— BEGIN Records for this exercise —

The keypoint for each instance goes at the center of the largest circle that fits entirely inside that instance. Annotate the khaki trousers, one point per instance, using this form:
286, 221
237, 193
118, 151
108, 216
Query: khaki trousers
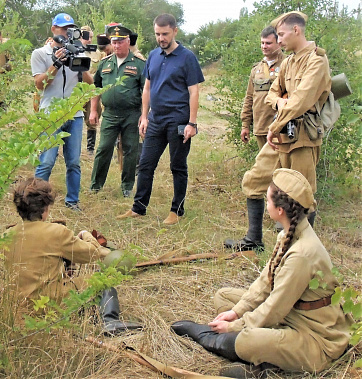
282, 346
257, 180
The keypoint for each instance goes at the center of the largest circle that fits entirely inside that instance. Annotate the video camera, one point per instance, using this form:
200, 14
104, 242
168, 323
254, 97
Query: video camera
73, 48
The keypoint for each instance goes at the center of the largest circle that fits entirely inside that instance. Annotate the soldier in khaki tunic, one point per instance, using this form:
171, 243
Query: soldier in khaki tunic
255, 112
95, 57
5, 66
122, 109
304, 79
34, 257
280, 322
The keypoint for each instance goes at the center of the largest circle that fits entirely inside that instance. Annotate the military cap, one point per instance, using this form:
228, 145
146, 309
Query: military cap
295, 185
117, 31
280, 18
103, 40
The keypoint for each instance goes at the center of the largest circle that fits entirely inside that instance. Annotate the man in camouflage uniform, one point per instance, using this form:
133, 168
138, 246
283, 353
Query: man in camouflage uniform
122, 109
255, 112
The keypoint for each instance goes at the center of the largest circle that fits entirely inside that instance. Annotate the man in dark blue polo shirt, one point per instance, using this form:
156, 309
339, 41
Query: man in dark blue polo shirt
171, 91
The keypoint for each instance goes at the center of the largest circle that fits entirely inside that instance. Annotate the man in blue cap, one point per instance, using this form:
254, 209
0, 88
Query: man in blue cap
122, 109
169, 110
55, 80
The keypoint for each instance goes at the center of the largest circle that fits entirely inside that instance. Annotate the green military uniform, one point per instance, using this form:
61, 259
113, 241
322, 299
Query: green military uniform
255, 112
122, 109
96, 57
305, 77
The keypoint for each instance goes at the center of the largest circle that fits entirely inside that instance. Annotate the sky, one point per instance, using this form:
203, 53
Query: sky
201, 12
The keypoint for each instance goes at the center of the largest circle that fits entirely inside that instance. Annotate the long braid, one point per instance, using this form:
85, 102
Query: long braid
295, 212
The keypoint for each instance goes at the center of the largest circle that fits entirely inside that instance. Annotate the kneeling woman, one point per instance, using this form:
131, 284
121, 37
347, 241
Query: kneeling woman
35, 255
279, 320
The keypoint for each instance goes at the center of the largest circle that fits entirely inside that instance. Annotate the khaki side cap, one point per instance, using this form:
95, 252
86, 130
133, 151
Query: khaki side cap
295, 185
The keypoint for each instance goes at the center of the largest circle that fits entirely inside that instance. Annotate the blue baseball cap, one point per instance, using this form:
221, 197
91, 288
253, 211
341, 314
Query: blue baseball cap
63, 19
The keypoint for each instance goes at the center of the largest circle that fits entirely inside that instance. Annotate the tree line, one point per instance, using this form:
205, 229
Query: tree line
234, 44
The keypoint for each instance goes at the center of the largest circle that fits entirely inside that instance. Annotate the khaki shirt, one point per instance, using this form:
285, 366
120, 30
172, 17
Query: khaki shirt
96, 57
260, 307
255, 112
305, 77
34, 257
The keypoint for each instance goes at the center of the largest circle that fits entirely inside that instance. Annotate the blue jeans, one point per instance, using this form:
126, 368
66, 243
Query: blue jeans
71, 151
156, 140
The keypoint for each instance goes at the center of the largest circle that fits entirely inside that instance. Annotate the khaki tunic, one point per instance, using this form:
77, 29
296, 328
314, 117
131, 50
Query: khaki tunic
271, 329
96, 57
305, 77
254, 111
34, 258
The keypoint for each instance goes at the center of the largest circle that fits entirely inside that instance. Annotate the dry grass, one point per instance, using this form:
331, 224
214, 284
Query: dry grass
158, 296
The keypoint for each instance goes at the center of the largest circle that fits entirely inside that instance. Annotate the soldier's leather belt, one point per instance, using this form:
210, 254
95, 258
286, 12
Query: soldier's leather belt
311, 305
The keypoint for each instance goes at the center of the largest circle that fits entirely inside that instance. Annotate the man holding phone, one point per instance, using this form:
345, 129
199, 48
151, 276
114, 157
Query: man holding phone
171, 92
255, 112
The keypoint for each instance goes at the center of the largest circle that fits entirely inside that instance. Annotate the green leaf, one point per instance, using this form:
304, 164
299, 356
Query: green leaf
320, 274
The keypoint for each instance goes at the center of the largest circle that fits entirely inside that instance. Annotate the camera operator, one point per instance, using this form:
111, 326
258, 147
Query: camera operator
56, 73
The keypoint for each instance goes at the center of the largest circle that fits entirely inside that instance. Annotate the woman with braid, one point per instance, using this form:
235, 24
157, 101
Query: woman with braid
280, 322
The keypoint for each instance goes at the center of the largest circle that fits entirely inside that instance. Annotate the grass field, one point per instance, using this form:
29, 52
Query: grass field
157, 296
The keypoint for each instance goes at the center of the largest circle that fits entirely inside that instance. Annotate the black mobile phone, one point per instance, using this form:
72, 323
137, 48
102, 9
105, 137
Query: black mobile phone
181, 130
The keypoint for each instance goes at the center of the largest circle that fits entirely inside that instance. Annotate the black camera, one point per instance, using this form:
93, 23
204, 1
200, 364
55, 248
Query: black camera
73, 47
291, 129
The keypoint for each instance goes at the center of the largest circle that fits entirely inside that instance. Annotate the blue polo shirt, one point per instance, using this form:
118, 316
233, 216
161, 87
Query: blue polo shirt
170, 76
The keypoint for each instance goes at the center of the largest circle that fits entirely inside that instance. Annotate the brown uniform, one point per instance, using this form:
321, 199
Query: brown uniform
34, 258
4, 64
305, 77
271, 329
254, 111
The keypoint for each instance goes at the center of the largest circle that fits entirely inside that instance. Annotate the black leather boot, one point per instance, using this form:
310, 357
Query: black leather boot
91, 140
109, 310
219, 343
253, 238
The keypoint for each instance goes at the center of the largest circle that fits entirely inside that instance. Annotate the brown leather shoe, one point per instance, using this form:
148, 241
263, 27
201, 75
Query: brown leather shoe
128, 214
171, 219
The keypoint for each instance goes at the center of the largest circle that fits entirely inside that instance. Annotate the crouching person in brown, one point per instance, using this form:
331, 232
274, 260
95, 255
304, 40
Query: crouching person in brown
280, 321
37, 249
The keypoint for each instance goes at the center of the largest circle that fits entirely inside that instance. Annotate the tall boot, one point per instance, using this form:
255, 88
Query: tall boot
219, 343
254, 236
311, 218
109, 310
91, 140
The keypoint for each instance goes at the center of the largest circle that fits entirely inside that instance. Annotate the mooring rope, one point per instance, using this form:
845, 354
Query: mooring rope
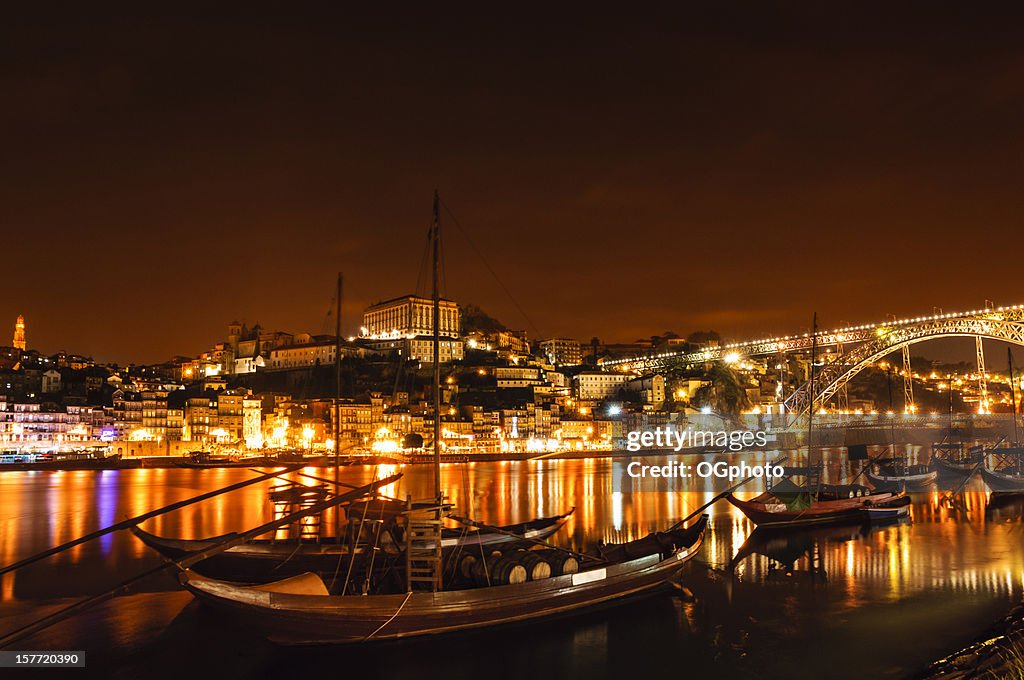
396, 612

— END Records for this exercise —

Reproduce word for word every line of the entries, starting with the line that contains "Annotate the tall" and going on through the last line. Leave the pictures out.

The keypoint for each instance goes at the center of the largest circle that fits entirely inside that instance. Annotate the tall boot, one point per instance, using this form:
255, 88
Query: tall boot
219, 343
254, 236
311, 218
109, 310
91, 140
The keypoint for each instance goes at the center of the largest circle that fits entirely inside that instance. Annotate the mooring rope, one point per instance, using this form:
845, 354
Query: mooring rope
396, 612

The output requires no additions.